▶ _TASK PROMPT_:
Please pick out every line in the items below that contains the word "white", and copy each one.

▶ _SUPPLIED RECORDS_:
────────────────────────────────────────
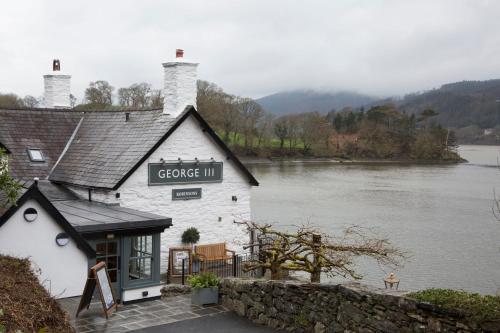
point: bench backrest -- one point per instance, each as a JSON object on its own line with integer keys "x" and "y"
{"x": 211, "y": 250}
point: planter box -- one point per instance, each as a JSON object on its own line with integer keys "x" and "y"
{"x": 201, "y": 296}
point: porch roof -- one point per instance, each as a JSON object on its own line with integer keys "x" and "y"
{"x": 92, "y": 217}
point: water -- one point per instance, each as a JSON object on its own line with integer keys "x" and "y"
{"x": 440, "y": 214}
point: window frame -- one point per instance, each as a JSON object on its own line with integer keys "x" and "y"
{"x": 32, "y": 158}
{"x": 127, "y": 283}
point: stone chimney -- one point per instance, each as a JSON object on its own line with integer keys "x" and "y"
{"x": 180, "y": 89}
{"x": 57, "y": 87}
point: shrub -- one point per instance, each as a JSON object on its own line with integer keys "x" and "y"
────────────────────────────────────────
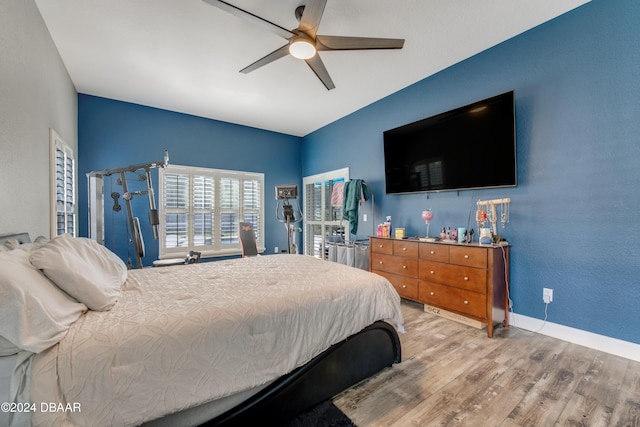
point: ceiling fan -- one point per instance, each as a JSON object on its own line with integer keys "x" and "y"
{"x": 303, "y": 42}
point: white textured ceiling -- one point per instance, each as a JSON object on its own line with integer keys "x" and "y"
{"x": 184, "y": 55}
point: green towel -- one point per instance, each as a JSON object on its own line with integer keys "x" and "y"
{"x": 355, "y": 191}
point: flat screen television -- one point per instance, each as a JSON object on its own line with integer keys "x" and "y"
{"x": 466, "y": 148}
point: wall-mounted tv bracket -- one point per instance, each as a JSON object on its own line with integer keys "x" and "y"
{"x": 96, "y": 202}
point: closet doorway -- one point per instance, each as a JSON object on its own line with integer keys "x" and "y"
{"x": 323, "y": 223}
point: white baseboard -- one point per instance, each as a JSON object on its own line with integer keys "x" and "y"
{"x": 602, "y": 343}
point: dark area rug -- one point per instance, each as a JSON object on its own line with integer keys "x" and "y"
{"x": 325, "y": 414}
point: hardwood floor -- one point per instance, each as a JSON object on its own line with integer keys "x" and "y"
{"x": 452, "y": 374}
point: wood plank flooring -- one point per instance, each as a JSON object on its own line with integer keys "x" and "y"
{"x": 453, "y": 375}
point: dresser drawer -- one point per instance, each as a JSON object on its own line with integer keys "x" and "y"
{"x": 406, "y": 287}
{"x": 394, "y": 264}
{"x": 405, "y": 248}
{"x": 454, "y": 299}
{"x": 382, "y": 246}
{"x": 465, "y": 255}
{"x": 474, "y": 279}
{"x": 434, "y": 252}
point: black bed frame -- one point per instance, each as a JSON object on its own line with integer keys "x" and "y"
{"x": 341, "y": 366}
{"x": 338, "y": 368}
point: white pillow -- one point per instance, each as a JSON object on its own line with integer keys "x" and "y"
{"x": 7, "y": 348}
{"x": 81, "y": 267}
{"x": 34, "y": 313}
────────────────────────────────────────
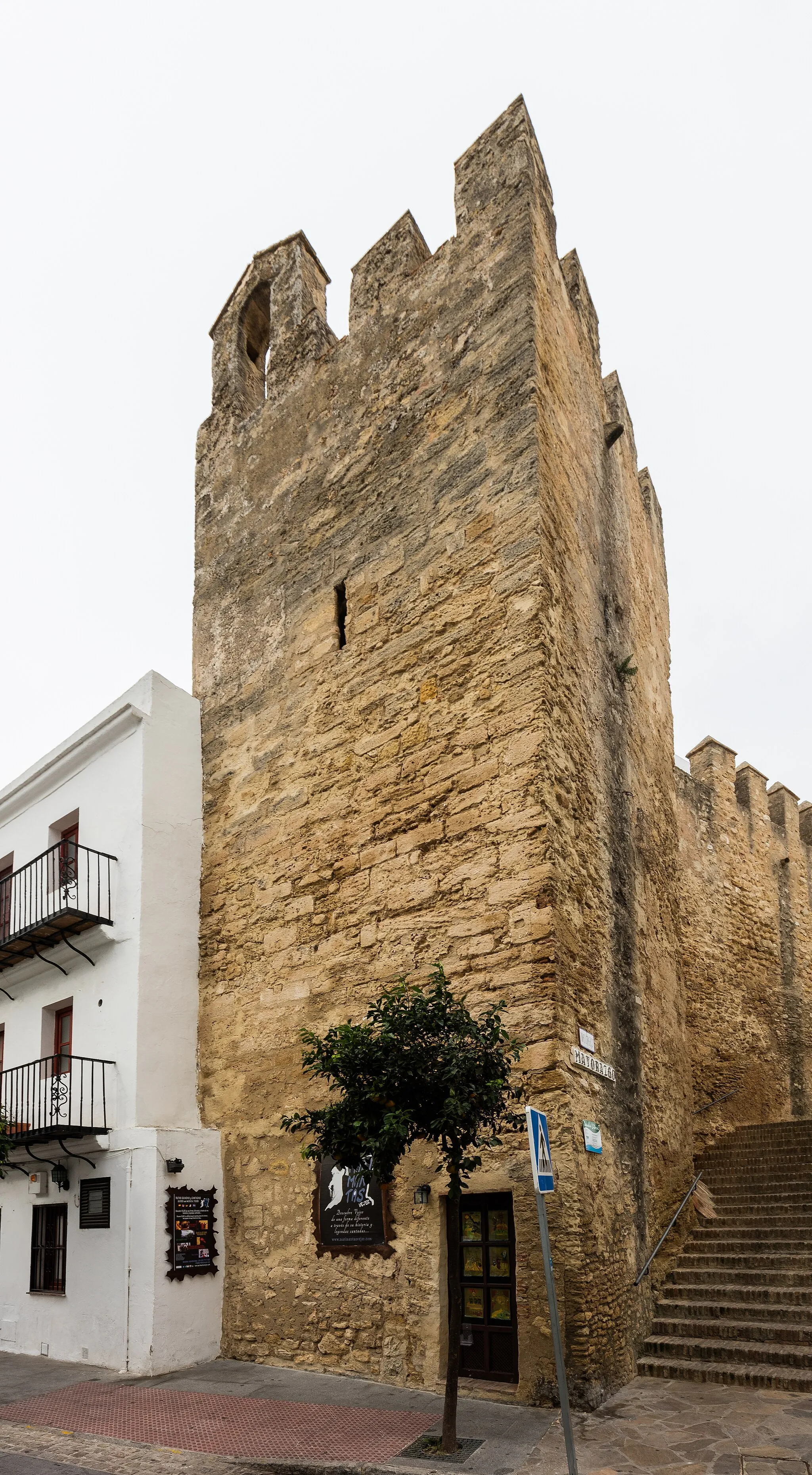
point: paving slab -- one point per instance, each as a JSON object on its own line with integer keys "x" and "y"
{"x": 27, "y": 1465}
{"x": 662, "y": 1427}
────────────────────────────────────────
▶ _SOLUTION FOR THIS TASK_:
point: white textured ceiling -- one point per instance, each as a JSON object on its own line with integer keys "x" and "y"
point: white baseboard -- one point per instance, each as a JSON object on its own line with integer keys "x" and "y"
point: white pillow -- one point per instance, each as a JSON object on its own line with integer keys "x" and "y"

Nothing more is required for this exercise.